> **Short exercise**
Copy out the rows below word for word, starting at the line with "Can you find the blue sky?" and continuing through the line with "point(206, 262)". Give only those lines.

Dataset rows
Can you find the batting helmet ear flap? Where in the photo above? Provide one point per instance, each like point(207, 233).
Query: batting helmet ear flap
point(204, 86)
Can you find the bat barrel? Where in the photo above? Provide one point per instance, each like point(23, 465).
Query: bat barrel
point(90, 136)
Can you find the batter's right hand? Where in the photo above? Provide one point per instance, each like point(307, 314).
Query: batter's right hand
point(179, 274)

==

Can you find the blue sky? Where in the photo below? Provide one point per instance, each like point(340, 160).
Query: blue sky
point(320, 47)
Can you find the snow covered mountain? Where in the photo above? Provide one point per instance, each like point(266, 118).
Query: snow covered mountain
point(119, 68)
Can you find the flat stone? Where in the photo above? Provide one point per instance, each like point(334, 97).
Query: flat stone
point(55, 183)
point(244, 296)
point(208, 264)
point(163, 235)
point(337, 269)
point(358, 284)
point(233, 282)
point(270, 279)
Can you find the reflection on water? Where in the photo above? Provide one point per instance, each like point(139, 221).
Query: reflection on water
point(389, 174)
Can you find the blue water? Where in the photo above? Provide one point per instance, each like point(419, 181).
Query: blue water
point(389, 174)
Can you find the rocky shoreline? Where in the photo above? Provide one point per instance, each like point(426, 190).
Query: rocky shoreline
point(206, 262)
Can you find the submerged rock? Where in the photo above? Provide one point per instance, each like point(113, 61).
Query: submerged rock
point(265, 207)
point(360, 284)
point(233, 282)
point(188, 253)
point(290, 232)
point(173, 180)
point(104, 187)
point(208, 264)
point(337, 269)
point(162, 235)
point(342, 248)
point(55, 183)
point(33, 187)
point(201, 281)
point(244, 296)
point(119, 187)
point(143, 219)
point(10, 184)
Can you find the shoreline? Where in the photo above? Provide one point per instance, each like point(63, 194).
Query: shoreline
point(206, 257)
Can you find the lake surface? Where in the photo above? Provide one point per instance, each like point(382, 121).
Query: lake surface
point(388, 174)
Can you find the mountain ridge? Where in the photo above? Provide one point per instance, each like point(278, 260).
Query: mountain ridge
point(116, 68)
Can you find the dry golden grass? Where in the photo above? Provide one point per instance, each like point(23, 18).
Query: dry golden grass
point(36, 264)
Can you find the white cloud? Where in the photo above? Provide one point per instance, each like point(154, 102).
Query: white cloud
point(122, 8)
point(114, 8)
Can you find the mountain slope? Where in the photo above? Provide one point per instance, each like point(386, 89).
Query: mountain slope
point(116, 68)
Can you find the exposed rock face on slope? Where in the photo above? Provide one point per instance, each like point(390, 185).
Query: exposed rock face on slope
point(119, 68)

---

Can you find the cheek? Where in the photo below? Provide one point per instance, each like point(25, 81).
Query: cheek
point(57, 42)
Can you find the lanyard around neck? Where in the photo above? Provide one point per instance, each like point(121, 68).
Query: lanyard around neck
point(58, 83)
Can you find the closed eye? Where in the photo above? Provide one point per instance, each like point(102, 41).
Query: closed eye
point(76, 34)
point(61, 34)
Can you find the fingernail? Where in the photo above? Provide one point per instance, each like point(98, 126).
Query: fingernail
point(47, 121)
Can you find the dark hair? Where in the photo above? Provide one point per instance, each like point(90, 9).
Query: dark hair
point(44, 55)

> **Full solution**
Can you find the blue sky? Where in the photo below? Provide one point per instance, each like point(340, 160).
Query: blue sky
point(320, 47)
Can you find the snow covered mountain? Where in the photo above? Provide one point per instance, each like point(266, 118).
Query: snow covered mountain
point(119, 68)
Can you find the flat stone? Where in the photo above? Provide one point per instance, each like point(334, 97).
Query: flat stone
point(55, 183)
point(244, 296)
point(208, 264)
point(163, 235)
point(337, 269)
point(358, 284)
point(233, 282)
point(270, 279)
Can you find the reflection on water? Where in the photo above? Provide one point per instance, each like point(139, 221).
Query: reflection on water
point(389, 174)
Can you find the blue water? Where in the photo above? Provide one point per instance, each like point(419, 181).
Query: blue water
point(389, 174)
Can you find the rocky shoreline? Where in the photo above? Provide one point per instance, each like point(426, 190).
Query: rocky shoreline
point(206, 262)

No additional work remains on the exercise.